[WHAT THIS TASK INVOLVES]
Retype the records that follow, every line exactly as written.

· · ·

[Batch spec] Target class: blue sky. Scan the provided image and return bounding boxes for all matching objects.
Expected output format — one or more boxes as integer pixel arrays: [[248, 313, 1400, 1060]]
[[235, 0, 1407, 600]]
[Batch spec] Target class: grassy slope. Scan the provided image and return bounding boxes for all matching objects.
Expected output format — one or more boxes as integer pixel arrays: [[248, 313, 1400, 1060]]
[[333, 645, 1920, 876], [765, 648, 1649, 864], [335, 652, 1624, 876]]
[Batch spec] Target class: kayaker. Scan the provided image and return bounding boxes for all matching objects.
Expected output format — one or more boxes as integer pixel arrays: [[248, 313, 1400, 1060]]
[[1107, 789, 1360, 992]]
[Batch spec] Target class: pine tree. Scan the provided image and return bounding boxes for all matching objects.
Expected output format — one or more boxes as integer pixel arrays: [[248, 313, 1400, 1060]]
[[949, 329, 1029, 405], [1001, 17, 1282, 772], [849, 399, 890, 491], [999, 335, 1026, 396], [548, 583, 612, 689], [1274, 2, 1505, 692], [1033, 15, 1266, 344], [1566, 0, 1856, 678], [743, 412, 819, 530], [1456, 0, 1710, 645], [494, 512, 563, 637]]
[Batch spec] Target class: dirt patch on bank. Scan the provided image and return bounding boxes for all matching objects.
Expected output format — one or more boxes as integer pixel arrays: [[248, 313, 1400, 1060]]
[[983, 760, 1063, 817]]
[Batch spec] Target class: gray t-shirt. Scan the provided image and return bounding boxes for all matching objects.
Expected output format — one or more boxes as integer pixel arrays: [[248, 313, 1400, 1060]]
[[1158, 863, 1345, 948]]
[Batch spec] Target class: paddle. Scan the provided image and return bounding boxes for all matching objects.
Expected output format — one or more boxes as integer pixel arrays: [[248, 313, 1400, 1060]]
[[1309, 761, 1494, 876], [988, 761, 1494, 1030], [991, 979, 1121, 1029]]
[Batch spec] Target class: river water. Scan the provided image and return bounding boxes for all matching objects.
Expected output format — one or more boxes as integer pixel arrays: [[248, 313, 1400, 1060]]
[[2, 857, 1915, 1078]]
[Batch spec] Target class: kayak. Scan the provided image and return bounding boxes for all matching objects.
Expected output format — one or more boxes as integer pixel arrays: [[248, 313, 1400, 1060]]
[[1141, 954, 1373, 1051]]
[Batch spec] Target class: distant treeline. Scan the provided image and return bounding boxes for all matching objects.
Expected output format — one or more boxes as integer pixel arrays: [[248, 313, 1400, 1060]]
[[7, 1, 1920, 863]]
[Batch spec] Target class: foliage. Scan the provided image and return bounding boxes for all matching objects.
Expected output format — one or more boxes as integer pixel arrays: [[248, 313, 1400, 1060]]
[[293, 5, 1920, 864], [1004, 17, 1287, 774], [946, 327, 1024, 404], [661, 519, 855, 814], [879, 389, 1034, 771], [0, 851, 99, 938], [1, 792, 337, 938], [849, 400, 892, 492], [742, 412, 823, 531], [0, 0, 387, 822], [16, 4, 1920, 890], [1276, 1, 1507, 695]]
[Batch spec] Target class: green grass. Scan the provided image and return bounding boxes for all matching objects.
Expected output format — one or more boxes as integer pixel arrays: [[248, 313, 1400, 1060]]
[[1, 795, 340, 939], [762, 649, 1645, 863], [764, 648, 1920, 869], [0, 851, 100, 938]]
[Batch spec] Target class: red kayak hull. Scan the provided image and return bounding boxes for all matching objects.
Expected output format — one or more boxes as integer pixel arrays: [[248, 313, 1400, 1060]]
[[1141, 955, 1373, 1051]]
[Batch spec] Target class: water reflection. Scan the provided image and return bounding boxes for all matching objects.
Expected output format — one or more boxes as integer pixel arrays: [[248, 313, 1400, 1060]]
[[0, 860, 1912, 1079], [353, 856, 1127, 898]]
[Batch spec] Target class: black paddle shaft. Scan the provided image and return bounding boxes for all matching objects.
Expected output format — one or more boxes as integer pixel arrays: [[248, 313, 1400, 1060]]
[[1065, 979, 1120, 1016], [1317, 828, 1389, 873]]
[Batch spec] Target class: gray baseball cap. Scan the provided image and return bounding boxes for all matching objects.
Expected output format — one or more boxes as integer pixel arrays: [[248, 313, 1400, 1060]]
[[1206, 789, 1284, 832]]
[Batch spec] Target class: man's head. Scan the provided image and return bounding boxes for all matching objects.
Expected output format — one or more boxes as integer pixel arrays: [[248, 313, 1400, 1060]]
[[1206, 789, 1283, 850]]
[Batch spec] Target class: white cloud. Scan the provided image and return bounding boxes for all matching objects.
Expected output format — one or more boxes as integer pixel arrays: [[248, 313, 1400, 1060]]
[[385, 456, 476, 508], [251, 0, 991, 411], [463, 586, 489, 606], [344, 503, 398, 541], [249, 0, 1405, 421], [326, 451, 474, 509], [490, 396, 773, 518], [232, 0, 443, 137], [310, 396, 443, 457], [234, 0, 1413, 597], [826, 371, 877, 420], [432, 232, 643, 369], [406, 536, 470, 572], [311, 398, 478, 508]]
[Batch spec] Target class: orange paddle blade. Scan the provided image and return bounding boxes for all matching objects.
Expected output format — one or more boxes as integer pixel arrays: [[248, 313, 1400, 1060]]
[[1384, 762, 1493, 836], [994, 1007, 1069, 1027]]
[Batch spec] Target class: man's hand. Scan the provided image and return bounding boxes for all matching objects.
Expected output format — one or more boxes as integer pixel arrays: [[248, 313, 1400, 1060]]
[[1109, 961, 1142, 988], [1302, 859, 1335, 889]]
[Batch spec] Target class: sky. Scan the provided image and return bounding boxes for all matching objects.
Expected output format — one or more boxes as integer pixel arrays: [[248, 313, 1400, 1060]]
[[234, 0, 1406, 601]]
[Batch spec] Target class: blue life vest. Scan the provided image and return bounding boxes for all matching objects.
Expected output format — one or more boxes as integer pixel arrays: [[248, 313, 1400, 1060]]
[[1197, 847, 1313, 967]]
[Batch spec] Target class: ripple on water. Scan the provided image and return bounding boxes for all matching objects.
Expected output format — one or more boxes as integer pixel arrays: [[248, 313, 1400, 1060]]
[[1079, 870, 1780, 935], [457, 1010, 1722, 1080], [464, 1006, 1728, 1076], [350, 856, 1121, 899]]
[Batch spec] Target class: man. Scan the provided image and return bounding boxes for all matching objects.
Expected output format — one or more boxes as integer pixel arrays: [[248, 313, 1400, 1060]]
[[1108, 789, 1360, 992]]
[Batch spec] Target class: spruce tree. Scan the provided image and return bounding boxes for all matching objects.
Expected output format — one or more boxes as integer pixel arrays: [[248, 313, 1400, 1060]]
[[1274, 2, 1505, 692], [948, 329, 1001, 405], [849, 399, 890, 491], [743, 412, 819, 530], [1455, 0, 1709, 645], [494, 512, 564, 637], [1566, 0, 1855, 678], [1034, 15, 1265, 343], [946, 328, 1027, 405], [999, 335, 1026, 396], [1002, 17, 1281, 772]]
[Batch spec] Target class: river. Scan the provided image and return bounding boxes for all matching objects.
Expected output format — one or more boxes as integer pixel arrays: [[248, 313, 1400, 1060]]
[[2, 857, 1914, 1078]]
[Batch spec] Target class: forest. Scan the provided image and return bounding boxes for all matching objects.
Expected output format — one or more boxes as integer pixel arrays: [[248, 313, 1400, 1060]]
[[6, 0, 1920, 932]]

· · ·

[RESULT OF THIS EXERCISE]
[Batch spec] Target class: blue sky. Scan the provided image and return bounding boxes for all matching objects.
Expected output format — one or more boxes as integer pixel arrays: [[248, 313, 1400, 1060]]
[[235, 0, 1407, 600]]
[Batch spec] Target class: grassy slope. Scan the provided image and return bounding boxes for all matching objects.
Expected output format — one or more boxes as integer pixel arrays: [[248, 313, 1400, 1060]]
[[333, 645, 1920, 876], [765, 648, 1649, 864], [335, 652, 1624, 876]]
[Batch spec] Target class: kayaker. Scan the provided image and return bounding boxes for all matching objects.
Expected output format — one or more boxes as integer pixel arrays: [[248, 313, 1400, 1060]]
[[1107, 789, 1360, 992]]
[Batch spec] Target class: pine tree. Scan the provided image and return bounding boxes for all matching objects.
Expected output format — one or more boxes as integer pixel arrays: [[248, 313, 1400, 1060]]
[[949, 329, 1029, 405], [1001, 17, 1282, 772], [849, 399, 890, 491], [999, 335, 1026, 396], [548, 583, 612, 689], [1274, 2, 1505, 692], [1033, 15, 1266, 344], [1566, 0, 1856, 678], [743, 412, 819, 530], [1456, 0, 1710, 645], [494, 512, 563, 637]]
[Batch spec] Target class: dirt patch on bank. Scan the provided image and return bounding boxes for all matching objects.
Expected output format — one or more boxes as integer pixel arrays: [[248, 313, 1400, 1060]]
[[983, 760, 1063, 817]]
[Batch spec] Target class: gray t-shirt. Scan the provided image and return bounding boxes for all matching objects.
Expected output format — one or more boxes as integer pixel arrays: [[248, 313, 1400, 1060]]
[[1158, 863, 1345, 948]]
[Batch spec] Target class: paddle. Scan the provided image and return bounding boxes for all matching objects.
Expected output format — one or more boxes as integer pixel arrays: [[248, 313, 1400, 1060]]
[[1309, 761, 1494, 876], [988, 761, 1494, 1030], [991, 979, 1121, 1029]]
[Batch spec] Target class: river water. Scan the provided image and return bounding boxes for all matching objects.
Expected output format — one or more boxes as integer pixel arrays: [[248, 313, 1400, 1060]]
[[2, 857, 1915, 1078]]
[Batch spec] Target class: kayak. Scan the provided image and return bounding boxes for all matching objects.
Expected output format — one or more boxes as integer pixel arrays: [[248, 313, 1400, 1060]]
[[1141, 954, 1373, 1051]]
[Batch spec] Target class: distant treeline. Scan the provided image and return bounding boxes for all matching objects.
Expected output format — one or more boxes as integer pixel arrays: [[248, 313, 1400, 1060]]
[[7, 1, 1920, 863]]
[Batch spec] Target class: foliage. Scan the provided image and return bounding boxes for all matching objects.
Expected output format — one or more boxes as integer pixel arrays: [[248, 313, 1400, 1060]]
[[293, 5, 1920, 864], [1004, 17, 1287, 774], [946, 327, 1024, 404], [661, 519, 855, 814], [879, 389, 1034, 771], [0, 851, 99, 938], [1, 792, 337, 938], [849, 400, 892, 492], [742, 412, 823, 531], [0, 0, 387, 822], [16, 4, 1920, 890], [1276, 1, 1507, 695]]
[Batch spec] Target class: green grass. Scan the provided image and return bounding boxes for all matching objects.
Expected output format — one or more boxes as integer pixel arrays: [[248, 313, 1400, 1060]]
[[1, 795, 340, 939], [762, 649, 1645, 863], [764, 648, 1920, 869], [0, 851, 100, 938]]
[Batch spec] Target class: red kayak hull. Scan the provided image and return bounding boxes for all matching objects.
Expected output format — one or more boxes as integer pixel arrays: [[248, 313, 1400, 1060]]
[[1141, 955, 1373, 1051]]
[Batch spec] Target class: water reflection. Scan the provided image and return bounding boxes for all matching objects.
Expected output format — one or more boxes as integer pixel arrays: [[248, 313, 1400, 1060]]
[[0, 860, 1912, 1079], [353, 856, 1127, 898]]
[Batch spec] Target class: black paddle shaft. Scan the provided image and return bounding boxes for all matching objects.
Expected output format — one or more boxes as integer pixel arrays: [[248, 313, 1400, 1060]]
[[1065, 979, 1120, 1016], [1317, 828, 1389, 873]]
[Batch spec] Target class: gray baseball cap. Scan the provided image and return bounding boxes for all matching objects.
Expected output format — one or more boxes as integer pixel arrays: [[248, 313, 1400, 1060]]
[[1206, 789, 1284, 832]]
[Batch spec] Target class: man's head. Scan the provided image and return bounding boxes for all matching objects.
Expected output format — one or more boxes as integer pixel arrays: [[248, 313, 1400, 1060]]
[[1206, 789, 1283, 850]]
[Batch spec] Target class: white cloud. Scan the provided image and return bounding boxes for all matching objects.
Expected output format — one or more boxes as integer pixel arrays: [[248, 313, 1400, 1060]]
[[385, 456, 476, 508], [251, 0, 991, 411], [463, 586, 489, 606], [344, 503, 398, 541], [249, 0, 1405, 421], [326, 451, 474, 509], [490, 396, 773, 518], [232, 0, 443, 137], [310, 396, 443, 457], [234, 0, 1413, 597], [826, 371, 877, 420], [432, 232, 643, 369], [406, 536, 470, 572], [311, 398, 478, 508]]
[Batch spec] Target class: orange paddle blade. Scan the provided image and return bounding boxes for all matching objects.
Expected output format — one or more boxes as integer pixel arrays: [[248, 313, 1400, 1060]]
[[1384, 762, 1493, 836], [994, 1007, 1069, 1027]]
[Batch spec] Target class: man's hand. Scan the provided image and return bounding boxes for all matching objects.
Expected output format — one or more boxes as integer pixel arrays: [[248, 313, 1400, 1060]]
[[1109, 961, 1142, 988], [1302, 859, 1335, 889]]
[Batch spec] Target class: sky. Scan the provided image and return bounding boxes for all matching objects.
Expected output format — one or more boxes as integer pixel arrays: [[248, 313, 1400, 1060]]
[[234, 0, 1406, 601]]
[Batch spec] Target class: blue life vest. Scan the provided image and return bounding boxes for all matching objects.
Expected output format — one or more boxes as integer pixel arrays: [[248, 313, 1400, 1060]]
[[1197, 847, 1313, 967]]
[Batch spec] Target class: ripple on water. Scan the provided image and return bounding boxes for all matching objects.
Expected output format — one or more boxes as integer pixel arrays: [[248, 313, 1400, 1060]]
[[1079, 870, 1780, 935], [457, 1010, 1722, 1080], [464, 1006, 1728, 1076], [350, 856, 1121, 899]]
[Batch spec] Target class: man. Scan the provided image and return bounding boxes for all matching objects.
Expected output format — one or more boxes as integer pixel arrays: [[248, 313, 1400, 1060]]
[[1108, 789, 1360, 992]]
[Batch spec] Target class: spruce tree. Scan the provided image and return bounding boxes for all matching objects.
Expected output format — one or more boxes as integer pixel arrays: [[248, 313, 1400, 1060]]
[[1274, 2, 1505, 692], [948, 329, 1001, 405], [849, 399, 890, 491], [743, 412, 819, 530], [1455, 0, 1709, 645], [494, 512, 564, 637], [1566, 0, 1855, 678], [1034, 15, 1265, 343], [946, 328, 1027, 405], [999, 335, 1026, 396], [1002, 17, 1281, 772]]
[Batch spec] Target class: river. Scan the provided image and return bounding boxes for all matching objects.
Expected output format — one or more boxes as integer pixel arrays: [[248, 313, 1400, 1060]]
[[2, 857, 1914, 1078]]
[Batch spec] Target class: forest. Scan the provided image and return bounding boxes for all matching objects.
Expected output format — one or more boxes as integer pixel arrays: [[248, 313, 1400, 1060]]
[[6, 0, 1920, 932]]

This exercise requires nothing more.